Task to complete
Pick out every line of the listing below that contains the string "silicone", and copy each one. Case counts.
◆ ◆ ◆ ◆ ◆ ◆ ◆
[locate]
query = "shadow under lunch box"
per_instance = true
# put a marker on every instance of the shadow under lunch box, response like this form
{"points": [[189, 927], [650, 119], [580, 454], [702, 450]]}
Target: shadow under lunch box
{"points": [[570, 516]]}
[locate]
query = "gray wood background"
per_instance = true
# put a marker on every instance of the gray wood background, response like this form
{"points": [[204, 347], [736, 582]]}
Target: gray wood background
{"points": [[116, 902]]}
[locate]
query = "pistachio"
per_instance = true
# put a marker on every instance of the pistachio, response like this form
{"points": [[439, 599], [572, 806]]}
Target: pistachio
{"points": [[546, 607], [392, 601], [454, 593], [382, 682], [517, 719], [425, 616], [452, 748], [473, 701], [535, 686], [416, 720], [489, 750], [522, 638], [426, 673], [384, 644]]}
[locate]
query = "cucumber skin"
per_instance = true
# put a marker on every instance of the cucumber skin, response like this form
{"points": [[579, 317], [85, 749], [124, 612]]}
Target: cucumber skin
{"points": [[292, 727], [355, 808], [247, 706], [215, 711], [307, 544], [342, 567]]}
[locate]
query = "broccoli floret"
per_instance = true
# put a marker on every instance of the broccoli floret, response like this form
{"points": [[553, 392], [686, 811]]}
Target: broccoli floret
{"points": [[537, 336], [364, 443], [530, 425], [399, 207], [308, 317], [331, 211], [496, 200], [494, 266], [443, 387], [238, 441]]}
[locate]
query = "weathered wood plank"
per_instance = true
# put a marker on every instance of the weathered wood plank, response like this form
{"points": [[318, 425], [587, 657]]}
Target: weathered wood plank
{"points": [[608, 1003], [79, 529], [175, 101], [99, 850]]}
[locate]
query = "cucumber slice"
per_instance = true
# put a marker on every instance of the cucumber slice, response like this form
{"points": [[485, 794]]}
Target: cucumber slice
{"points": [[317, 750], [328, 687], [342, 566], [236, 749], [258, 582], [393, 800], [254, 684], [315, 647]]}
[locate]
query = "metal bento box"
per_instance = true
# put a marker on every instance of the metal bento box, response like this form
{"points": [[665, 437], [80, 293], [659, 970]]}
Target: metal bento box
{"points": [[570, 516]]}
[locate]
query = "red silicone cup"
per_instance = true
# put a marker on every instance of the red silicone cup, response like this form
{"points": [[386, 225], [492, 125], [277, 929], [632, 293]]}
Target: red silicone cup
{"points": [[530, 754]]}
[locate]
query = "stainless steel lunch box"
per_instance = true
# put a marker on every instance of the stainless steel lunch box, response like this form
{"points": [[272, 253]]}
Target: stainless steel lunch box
◆ ◆ ◆ ◆ ◆ ◆ ◆
Finished exercise
query = "red silicone cup"
# put a marker on every instance of the red silicone cup, response like this form
Target: red silicone cup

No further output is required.